**KUTIPAN TERPILIH**

────────────────────────────────────────

INILAHTASIK.COM | Beberapa waktu lalu bangunan tembok penahan tanah (TPT) Sungai Cilamajang Kecamatan Kawalu Kota Tasikmalaya, ambruk. Berbagai asumsi atau pendapat pun muncul dari sejumlah pihak. Ada yang menyebutnya karena faktor alam dan ada juga yang berasumsi bahwa teknis pengerjaan tidak dilaksanakan sesuai dengan spesifikasinya.
Sementara ini, dikabarkan bangunan dari proyek pengerjaan yang masih dalam tahap pemeliharaan itu telah diperbaiki oleh pihak rekanan sebagai bentuk rasa tanggung jawabnya. Namun, berkaitan dengan hal tersebut ada sebagian kalangan yang berkomentar miring mengingat bukan hanya dari sisi perbaikannya yang harus dilihat melainkan kualitas pengerjaannya pun lebih utama untuk dievaluasi.

────────────────────────────────────────

**TUGAS YANG DIKERJAKAN**
a - Sebutkan semua nama tempat geografis (sungai, kecamatan, dan kota) yang tercantum dalam kutipan.
b - Jawablah pertanyaan berikut berdasarkan kutipan:
(i) Bangunan apa yang ambruk?
(ii) Siapa yang dikabarkan telah memperbaiki bangunan itu?
(iii) Dalam tahap apa proyek pengerjaan tersebut berada?
c - Tentukan apakah setiap pernyataan berikut sesuai dengan kutipan, lalu kutip kata-kata penentunya:
(i) Semua pihak sepakat bahwa ambruknya bangunan disebabkan oleh faktor alam.
(ii) Rekanan memperbaiki bangunan sebagai bentuk tanggung jawab.
(iii) Sebagian kalangan berpendapat bahwa kualitas pengerjaan lebih utama untuk dievaluasi.
Materi ini diambil dari sumber lain.

────────────────────────────────────────

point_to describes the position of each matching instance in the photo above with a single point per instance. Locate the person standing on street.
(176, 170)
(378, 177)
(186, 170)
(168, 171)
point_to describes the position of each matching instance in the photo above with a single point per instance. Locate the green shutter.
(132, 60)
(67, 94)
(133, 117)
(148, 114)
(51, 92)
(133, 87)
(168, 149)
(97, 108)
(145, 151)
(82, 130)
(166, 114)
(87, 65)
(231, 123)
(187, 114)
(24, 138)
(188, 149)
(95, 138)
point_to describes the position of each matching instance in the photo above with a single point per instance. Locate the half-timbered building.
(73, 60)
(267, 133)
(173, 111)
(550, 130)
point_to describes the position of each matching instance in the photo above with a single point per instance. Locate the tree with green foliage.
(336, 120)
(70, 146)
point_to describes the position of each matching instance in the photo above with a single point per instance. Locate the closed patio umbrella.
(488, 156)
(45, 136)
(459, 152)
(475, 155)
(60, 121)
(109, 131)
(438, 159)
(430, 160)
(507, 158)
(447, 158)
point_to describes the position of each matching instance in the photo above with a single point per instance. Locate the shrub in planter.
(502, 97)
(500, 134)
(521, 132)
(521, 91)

────────────────────────────────────────

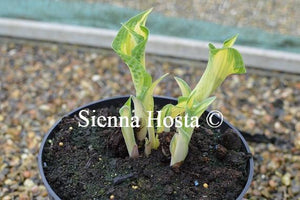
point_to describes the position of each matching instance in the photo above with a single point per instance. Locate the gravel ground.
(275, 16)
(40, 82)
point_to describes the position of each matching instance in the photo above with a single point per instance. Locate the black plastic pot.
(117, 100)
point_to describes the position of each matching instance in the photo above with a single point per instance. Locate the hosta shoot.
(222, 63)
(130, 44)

────────────────────────────────────────

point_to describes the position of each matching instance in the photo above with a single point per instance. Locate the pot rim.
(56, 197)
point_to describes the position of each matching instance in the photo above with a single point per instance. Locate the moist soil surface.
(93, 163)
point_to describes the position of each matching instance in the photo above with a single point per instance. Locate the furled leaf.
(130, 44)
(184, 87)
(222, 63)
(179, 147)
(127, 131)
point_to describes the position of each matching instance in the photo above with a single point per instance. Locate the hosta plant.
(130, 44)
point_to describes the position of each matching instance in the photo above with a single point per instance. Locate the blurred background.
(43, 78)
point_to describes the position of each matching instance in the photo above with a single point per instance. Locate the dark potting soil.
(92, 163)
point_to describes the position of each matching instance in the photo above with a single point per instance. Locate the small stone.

────────────────────────────────────────

**JAWABAN PER TUGAS**
a - Sungai Cilamajang; Kecamatan Kawalu; Kota Tasikmalaya.

b -
(i) Bangunan tembok penahan tanah (TPT) Sungai Cilamajang.
(ii) Pihak rekanan.
(iii) Tahap pemeliharaan.

c -
(i) Tidak: "Ada yang menyebutnya karena faktor alam dan ada juga yang berasumsi bahwa teknis pengerjaan tidak dilaksanakan sesuai dengan spesifikasinya."
(ii) Ya: "telah diperbaiki oleh pihak rekanan sebagai bentuk rasa tanggung jawabnya"
(iii) Ya: "kualitas pengerjaannya pun lebih utama untuk dievaluasi"